### Brano fornito
################
Questa situazione non mostra solamente il fallimento del mercato, ma anche del sistema di regolamentazione. La struttura della supervisione bancaria, infatti, ha messo in evidenza profondi difetti. In primo luogo, gli strumenti a disposizione si sono rivelati inadeguati e spesso superati. Lo dimostra il fatto che nella crisi di Northern Rock, la Banca d’Inghilterra non ha avuto adeguati margini di manovra per iniettare mezzi liquidi nelle banche in difficoltà, mentre il sistema di assicurazione dei depositi si è rivelato assolutamente inadatto a rassicurare i risparmiatori e a dissuaderli dal correre a prelevare i depositi. Inoltre, sono emerse gravi lacune nell’architettura dei poteri di vigilanza. E ancora una volta proprio l’Inghilterra ha dimostrato che la banca centrale, per esercitare al meglio la sua funzione di garante della liquidità del sistema, ha bisogno delle informazioni sui singoli intermediari che possono venire solo se essa esercita anche la funzione di vigilanza. Il modello del single regulator adottato fin dal primo governo Blair è uscito sicuramente ridimensionato dalla recente crisi. Infine, il rischio effettivamente sopportato dalle banche è risultato di gran lunga superiore a quello che risultava al mercato e agli stessi regolatori. I veicoli della securitisation (gli Spv che già tanti problemi avevano creato nei casi Enron e Parmalat) occultavano in realtà rischi che le banche sono state alla fine costrette a fronteggiare.
################
### Materiale
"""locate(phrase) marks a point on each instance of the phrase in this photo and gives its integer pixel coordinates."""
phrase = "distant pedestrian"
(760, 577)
################
Secondo il brano sulla vigilanza bancaria, quale modello, adottato fin dal primo governo Blair, è uscito ridimensionato dalla recente crisi?

### Risultato dell'esercizio
Il modello del single regulator.